Work required: Rewrite the listing with every occurrence of "serrated leaf" changed to "maple leaf" and everything else left as is. Omit the pictures from your output.

Record excerpts:
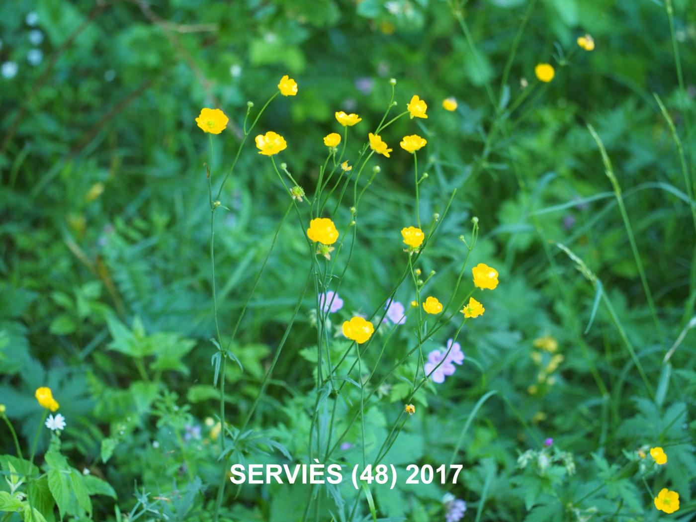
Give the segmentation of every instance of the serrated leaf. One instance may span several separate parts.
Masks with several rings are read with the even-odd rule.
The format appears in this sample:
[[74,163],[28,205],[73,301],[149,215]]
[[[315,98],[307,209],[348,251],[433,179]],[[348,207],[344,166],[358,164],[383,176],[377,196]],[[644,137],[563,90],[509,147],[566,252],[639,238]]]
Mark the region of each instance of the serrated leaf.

Answer in full:
Give the segmentation of every instance of the maple leaf. One instance may span several separate parts.
Masks with several rings are read with the even-odd rule.
The format appears in this sample:
[[74,163],[28,205],[73,301],[149,215]]
[[[315,98],[307,209],[348,251],[433,179]],[[348,207],[344,166],[358,164],[383,176],[377,196]],[[644,137],[563,90],[509,147],[566,252],[639,238]]]
Mark the region of each instance of the maple leaf.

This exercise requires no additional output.